> [Items]
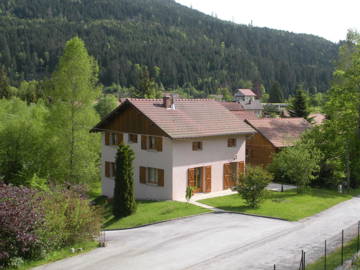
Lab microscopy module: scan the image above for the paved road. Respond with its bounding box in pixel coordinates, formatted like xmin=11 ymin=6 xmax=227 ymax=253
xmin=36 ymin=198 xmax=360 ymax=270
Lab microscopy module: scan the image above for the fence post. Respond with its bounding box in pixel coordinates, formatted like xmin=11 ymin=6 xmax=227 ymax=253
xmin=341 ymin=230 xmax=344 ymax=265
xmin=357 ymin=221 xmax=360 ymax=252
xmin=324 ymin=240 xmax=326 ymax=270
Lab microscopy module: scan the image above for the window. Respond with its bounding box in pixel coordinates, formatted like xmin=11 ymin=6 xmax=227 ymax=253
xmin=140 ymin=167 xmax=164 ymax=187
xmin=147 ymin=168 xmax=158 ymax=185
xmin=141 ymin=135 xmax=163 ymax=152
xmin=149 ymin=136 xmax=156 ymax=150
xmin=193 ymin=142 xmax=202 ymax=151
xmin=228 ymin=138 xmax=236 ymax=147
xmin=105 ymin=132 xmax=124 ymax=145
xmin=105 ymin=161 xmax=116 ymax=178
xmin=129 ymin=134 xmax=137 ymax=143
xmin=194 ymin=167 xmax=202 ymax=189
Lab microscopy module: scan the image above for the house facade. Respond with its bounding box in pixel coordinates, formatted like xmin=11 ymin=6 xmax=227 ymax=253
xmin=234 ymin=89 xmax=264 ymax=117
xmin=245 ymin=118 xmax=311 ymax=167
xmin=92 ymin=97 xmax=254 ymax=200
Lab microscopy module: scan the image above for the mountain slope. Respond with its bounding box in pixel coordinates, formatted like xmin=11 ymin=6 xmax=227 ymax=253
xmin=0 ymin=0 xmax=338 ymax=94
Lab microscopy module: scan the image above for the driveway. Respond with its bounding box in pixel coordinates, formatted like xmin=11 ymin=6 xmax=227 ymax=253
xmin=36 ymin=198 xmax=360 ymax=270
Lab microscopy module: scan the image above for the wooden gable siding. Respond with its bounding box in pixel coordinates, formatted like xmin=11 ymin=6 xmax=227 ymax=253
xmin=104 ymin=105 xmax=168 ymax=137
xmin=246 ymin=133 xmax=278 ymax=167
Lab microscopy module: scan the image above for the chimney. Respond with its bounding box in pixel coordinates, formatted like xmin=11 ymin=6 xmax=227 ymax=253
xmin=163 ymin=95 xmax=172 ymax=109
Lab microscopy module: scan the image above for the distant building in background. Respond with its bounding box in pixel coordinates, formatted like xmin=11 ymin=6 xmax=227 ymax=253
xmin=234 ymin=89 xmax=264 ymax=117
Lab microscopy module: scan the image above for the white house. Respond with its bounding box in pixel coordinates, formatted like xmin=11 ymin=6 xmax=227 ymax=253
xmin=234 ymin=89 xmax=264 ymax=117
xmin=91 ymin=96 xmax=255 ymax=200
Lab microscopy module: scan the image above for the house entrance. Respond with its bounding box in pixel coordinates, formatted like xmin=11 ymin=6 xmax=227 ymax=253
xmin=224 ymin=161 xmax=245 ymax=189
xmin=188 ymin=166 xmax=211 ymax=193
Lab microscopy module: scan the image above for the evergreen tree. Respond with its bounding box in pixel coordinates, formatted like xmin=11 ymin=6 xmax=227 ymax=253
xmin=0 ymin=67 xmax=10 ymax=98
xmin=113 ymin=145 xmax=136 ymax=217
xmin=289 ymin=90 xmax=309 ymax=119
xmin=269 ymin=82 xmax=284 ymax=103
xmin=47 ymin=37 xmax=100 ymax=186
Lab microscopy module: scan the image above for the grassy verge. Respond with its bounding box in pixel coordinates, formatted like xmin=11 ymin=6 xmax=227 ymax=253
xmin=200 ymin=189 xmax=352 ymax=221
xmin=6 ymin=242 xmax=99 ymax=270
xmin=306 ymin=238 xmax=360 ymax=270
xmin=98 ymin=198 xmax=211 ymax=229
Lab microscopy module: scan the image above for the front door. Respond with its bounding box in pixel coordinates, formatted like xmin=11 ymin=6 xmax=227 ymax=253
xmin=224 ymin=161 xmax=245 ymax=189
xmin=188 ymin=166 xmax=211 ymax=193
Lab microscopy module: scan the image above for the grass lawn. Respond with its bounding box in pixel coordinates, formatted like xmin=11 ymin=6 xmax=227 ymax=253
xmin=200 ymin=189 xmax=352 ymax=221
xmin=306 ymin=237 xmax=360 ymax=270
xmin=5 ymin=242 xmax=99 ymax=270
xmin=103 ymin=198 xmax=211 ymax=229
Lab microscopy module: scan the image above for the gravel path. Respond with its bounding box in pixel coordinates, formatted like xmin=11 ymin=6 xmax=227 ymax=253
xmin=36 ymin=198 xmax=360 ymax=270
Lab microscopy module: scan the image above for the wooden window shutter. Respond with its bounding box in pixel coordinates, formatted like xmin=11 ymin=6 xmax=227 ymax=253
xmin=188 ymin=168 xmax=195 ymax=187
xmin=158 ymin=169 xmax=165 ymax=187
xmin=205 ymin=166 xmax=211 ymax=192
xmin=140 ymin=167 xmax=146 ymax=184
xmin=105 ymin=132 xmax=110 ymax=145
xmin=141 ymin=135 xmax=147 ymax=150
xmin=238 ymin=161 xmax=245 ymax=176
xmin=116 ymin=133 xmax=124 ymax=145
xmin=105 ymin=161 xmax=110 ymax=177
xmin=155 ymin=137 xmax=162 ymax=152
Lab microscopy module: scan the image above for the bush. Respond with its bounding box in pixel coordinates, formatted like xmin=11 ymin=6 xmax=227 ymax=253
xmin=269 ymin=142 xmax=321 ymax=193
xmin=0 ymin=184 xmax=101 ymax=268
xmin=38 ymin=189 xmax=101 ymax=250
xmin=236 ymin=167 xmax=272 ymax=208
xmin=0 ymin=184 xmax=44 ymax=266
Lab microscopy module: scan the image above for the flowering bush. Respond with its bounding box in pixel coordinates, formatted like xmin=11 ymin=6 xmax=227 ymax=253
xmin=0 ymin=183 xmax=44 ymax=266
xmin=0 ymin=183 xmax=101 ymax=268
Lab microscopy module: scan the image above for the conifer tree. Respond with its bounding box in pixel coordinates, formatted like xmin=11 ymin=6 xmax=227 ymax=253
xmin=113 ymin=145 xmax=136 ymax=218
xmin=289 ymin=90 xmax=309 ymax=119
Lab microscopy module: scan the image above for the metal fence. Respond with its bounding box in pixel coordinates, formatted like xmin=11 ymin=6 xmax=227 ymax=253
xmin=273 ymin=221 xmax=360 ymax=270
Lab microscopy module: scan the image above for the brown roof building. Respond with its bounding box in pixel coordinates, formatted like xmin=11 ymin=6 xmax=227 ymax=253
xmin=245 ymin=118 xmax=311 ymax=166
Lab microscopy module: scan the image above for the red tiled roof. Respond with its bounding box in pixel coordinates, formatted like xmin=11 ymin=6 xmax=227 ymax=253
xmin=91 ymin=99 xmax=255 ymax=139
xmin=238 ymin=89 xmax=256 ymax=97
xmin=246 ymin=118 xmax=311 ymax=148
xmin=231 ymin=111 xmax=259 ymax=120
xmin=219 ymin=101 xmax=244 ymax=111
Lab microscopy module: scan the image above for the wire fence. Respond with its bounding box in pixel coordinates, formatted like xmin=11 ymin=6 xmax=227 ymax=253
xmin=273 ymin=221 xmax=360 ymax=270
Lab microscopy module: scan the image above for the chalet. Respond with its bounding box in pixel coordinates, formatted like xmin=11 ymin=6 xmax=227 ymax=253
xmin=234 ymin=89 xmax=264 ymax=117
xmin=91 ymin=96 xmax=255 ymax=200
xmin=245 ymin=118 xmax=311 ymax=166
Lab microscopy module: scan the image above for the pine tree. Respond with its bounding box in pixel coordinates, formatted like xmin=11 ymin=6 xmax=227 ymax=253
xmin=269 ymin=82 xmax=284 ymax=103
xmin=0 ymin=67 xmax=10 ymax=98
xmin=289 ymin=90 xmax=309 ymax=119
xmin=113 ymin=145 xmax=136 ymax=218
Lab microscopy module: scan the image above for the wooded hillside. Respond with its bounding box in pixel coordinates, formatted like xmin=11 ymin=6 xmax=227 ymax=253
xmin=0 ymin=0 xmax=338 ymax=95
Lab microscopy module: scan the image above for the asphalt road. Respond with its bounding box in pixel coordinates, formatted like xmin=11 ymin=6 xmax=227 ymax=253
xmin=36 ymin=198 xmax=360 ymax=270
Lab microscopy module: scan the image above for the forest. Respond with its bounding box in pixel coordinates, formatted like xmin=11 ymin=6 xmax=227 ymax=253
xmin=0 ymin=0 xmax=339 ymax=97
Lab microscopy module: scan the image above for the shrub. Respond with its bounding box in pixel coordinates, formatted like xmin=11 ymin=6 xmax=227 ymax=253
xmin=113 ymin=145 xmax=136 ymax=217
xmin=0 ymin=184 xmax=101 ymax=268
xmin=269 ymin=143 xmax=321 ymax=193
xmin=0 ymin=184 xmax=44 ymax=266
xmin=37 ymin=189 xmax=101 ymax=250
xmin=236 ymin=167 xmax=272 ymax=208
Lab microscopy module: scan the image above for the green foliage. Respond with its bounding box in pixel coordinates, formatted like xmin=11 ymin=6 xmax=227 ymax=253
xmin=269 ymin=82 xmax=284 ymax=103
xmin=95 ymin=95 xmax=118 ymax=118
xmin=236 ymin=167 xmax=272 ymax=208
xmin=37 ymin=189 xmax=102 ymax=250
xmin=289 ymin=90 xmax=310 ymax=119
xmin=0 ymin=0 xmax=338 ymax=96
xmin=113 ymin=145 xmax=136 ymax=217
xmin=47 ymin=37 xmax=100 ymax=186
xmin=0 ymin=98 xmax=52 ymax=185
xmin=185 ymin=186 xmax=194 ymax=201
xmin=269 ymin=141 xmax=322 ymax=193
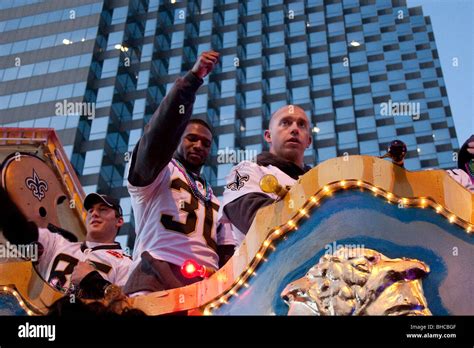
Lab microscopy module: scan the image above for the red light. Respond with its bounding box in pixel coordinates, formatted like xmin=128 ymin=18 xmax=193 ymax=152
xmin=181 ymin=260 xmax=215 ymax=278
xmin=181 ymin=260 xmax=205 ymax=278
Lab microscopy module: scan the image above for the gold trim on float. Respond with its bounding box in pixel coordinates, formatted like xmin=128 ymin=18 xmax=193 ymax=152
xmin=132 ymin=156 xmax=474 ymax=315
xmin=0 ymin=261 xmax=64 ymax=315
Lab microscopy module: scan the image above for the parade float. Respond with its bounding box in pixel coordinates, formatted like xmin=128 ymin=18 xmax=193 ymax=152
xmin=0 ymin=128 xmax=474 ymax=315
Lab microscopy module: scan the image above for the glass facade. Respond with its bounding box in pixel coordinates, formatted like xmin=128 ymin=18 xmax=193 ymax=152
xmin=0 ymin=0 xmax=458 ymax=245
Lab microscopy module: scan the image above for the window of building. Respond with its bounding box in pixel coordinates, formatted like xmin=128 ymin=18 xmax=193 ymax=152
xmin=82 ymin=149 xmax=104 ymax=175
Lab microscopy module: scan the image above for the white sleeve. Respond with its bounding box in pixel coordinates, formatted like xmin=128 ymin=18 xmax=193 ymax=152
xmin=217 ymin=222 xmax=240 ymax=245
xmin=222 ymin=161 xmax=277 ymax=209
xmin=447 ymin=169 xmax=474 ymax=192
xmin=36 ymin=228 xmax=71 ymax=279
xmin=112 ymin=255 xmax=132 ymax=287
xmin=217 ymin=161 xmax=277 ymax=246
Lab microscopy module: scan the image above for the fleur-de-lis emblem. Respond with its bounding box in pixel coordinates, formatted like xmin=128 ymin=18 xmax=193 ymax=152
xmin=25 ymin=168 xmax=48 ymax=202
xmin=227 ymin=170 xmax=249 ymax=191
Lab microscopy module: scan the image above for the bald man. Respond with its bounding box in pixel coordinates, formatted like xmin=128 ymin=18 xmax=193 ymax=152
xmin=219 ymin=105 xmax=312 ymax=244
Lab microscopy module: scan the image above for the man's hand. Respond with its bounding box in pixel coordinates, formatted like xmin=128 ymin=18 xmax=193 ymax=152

...

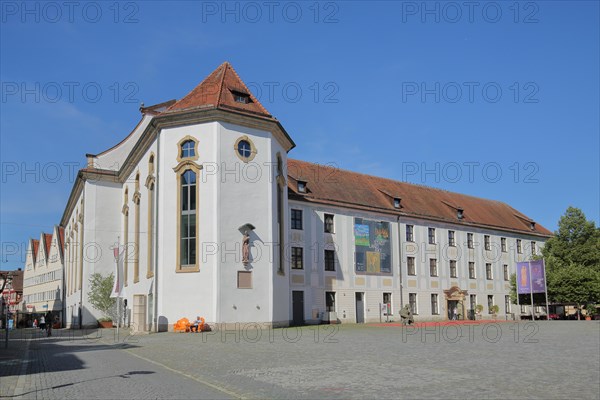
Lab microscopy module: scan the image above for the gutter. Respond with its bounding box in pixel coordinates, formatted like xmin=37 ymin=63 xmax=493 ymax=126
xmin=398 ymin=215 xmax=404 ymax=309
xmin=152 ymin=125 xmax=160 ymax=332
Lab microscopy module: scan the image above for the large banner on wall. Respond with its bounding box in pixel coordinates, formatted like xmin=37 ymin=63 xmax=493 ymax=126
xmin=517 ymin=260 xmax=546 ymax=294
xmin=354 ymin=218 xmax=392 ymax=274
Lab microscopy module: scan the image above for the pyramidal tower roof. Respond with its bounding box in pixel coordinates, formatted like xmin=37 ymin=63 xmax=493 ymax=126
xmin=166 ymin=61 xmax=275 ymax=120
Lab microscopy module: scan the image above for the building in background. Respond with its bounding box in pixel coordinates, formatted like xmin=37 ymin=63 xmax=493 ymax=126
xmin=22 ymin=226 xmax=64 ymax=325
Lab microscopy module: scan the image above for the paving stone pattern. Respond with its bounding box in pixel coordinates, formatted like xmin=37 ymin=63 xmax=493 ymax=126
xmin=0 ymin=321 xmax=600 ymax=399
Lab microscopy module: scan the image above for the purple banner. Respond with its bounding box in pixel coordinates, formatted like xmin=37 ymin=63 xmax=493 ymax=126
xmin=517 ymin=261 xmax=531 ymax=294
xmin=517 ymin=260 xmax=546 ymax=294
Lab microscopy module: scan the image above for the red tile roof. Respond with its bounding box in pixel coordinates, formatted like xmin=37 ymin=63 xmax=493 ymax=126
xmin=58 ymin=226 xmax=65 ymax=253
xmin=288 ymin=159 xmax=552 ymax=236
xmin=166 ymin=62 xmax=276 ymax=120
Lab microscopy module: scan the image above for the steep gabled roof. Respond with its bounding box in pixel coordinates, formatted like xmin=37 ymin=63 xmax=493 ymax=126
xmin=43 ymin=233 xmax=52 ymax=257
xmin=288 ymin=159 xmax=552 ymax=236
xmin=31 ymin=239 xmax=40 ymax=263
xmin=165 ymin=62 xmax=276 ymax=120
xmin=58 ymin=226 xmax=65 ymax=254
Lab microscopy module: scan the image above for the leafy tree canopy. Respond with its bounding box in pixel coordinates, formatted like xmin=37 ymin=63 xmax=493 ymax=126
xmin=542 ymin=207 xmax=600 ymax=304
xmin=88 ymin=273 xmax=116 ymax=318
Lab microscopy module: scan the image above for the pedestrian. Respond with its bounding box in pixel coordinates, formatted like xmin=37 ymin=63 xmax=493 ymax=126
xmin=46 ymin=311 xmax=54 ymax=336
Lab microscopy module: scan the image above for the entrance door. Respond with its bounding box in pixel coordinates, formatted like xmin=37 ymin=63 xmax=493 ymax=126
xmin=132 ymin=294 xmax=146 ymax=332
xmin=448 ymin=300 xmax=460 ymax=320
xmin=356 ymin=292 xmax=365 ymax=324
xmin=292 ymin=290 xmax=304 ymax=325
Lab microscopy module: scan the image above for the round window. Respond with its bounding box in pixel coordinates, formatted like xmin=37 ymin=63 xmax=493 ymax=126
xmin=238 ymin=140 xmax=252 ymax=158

> [Task to complete] Please print everything from the line containing "the wooden window" down to the line containing "xmin=155 ymin=137 xmax=162 ymax=152", both included, with each line reproduced unchanged.

> [Solution for this task]
Lab microscopy module: scan the image above for the wooden window shutter. Respond with its bounding box in pixel coordinates, formatted like xmin=11 ymin=6 xmax=227 ymax=253
xmin=188 ymin=168 xmax=195 ymax=187
xmin=158 ymin=169 xmax=165 ymax=187
xmin=205 ymin=166 xmax=211 ymax=192
xmin=140 ymin=167 xmax=146 ymax=184
xmin=105 ymin=132 xmax=110 ymax=145
xmin=141 ymin=135 xmax=147 ymax=150
xmin=238 ymin=161 xmax=245 ymax=176
xmin=116 ymin=133 xmax=124 ymax=145
xmin=105 ymin=161 xmax=110 ymax=177
xmin=155 ymin=137 xmax=162 ymax=152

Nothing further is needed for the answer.